**Work instructions**
The whole listing is to be restated, character for character.

·····

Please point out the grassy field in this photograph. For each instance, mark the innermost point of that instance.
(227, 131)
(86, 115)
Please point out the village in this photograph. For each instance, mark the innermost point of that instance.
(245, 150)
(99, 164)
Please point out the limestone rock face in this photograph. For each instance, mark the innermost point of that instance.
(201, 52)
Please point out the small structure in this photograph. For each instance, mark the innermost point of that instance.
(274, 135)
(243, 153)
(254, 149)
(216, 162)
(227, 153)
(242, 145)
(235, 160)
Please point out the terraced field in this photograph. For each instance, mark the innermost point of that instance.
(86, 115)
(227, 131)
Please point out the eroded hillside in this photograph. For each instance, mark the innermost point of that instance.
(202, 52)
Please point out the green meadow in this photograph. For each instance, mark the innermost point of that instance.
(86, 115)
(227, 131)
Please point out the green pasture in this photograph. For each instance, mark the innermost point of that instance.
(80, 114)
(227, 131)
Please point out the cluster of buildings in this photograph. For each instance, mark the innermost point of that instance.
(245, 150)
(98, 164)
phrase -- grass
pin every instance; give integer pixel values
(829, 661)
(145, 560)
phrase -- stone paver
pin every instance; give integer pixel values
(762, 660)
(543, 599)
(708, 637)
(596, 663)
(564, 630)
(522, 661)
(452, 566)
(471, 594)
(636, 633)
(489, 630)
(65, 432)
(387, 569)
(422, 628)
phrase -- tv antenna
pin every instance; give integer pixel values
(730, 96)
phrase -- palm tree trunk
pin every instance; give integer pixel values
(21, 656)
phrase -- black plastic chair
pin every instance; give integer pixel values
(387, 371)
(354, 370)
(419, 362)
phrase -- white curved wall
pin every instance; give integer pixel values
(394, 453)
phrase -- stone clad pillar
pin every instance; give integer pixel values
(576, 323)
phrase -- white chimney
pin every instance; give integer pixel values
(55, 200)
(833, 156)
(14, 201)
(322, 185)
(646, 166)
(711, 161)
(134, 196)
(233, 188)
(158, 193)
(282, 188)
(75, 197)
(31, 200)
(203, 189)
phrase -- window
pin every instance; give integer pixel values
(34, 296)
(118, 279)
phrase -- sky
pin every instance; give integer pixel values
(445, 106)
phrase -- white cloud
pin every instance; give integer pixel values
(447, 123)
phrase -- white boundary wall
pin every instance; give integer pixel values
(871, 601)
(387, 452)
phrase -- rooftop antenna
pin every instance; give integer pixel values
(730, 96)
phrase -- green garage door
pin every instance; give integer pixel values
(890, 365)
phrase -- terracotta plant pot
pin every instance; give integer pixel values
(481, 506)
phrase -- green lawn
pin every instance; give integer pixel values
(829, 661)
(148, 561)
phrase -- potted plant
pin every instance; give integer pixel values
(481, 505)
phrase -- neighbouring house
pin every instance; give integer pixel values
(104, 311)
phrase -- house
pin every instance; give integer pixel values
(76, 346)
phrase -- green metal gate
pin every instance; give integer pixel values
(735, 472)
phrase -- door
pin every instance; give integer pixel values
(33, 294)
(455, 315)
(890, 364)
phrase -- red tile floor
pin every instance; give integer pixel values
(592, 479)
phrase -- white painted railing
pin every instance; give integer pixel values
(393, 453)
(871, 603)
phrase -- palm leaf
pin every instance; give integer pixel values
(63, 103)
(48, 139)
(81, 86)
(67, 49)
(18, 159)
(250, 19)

·····

**Solution to the exercise**
Please point out the grassy field in this photograph. For each instance, mark the innermost point of that instance.
(227, 131)
(86, 115)
Please point out the village in this photograph. For each instance, mark the innermost point of that instance.
(245, 150)
(99, 164)
Please point out the limestone rock face in this photograph. For each instance, mark the innermost point of that instance.
(201, 52)
Please point out the small structure in this photograph. For each instance, mark the innermost point of that instance.
(274, 135)
(243, 153)
(254, 149)
(216, 162)
(227, 153)
(242, 145)
(235, 160)
Please point out the terraced field in this photograph. For each instance, mark the innermost point of that instance.
(86, 115)
(227, 131)
Please point out the eroded hillside in this photograph. For each instance, mark the innermost point of that instance.
(202, 52)
Please point out the green meadow in this photograph. For each instance, mark the innermost point of that instance.
(86, 115)
(227, 131)
Please point out the green pasture in this photograph. For each instance, mark the innermost point of that instance.
(80, 114)
(227, 131)
Please point out the cluster of buildings in this photograph. For each instance, mark the innermost point of that instance.
(245, 150)
(98, 164)
phrase -- grass
pin every instance; give integer pixel values
(829, 661)
(145, 560)
phrase -- stone paver
pin every instance; give integer pixel values
(762, 660)
(543, 599)
(708, 637)
(596, 663)
(564, 630)
(522, 661)
(452, 566)
(471, 594)
(636, 633)
(489, 630)
(65, 432)
(387, 569)
(422, 628)
phrase -- tv antenna
pin every instance; give integer pixel values
(730, 96)
phrase -- palm tree trunk
pin every instance; give integer pixel values
(21, 656)
phrase -- black plastic chair
pin every instance; give integer pixel values
(387, 371)
(354, 370)
(419, 362)
phrase -- white curved wall
pin every instance; give integer pixel values
(394, 453)
phrase -- stone clad pillar
pin every instance; give integer pixel values
(576, 323)
phrase -- white chimney
pin every instance; give integer pixel values
(55, 200)
(833, 156)
(14, 201)
(322, 185)
(646, 166)
(711, 161)
(134, 196)
(233, 188)
(158, 193)
(282, 188)
(75, 197)
(31, 200)
(203, 189)
phrase -- window
pin every instance; give integer pixel values
(34, 296)
(118, 279)
phrase -- sky
pin every instance; give integer pixel values
(445, 106)
phrase -- white cloud
pin every instance; give integer pixel values
(447, 123)
phrase -- white boundary wall
pin every instance; give integer pixel values
(871, 601)
(387, 452)
phrase -- rooftop antenna
pin every instance; give integer pixel values
(730, 96)
phrase -- green garage door
pin every instance; give integer pixel values
(890, 365)
phrase -- terracotta plant pot
pin every instance; give integer pixel values
(481, 506)
phrase -- green lawn
pin every instance; give integer pixel values
(829, 661)
(148, 561)
phrase -- potted plant
pin every instance; give integer pixel values
(481, 505)
phrase -- neighbouring house
pin every instance; give integer pixel values
(104, 311)
phrase -- house
pin every instance; give integer pixel values
(76, 346)
phrase -- green metal gate
pin every instance; give integer pixel values
(735, 472)
phrase -- door
pin every instance; give integer pixel values
(33, 294)
(455, 315)
(890, 364)
phrase -- red tile floor
pin every instance; give integer pixel values
(592, 479)
phrase -- white painted railing
pin every instance; give integer pixel values
(393, 453)
(871, 603)
phrase -- palm leaf
pin every instance; give integer pixel values
(63, 103)
(48, 139)
(81, 86)
(67, 49)
(18, 159)
(250, 19)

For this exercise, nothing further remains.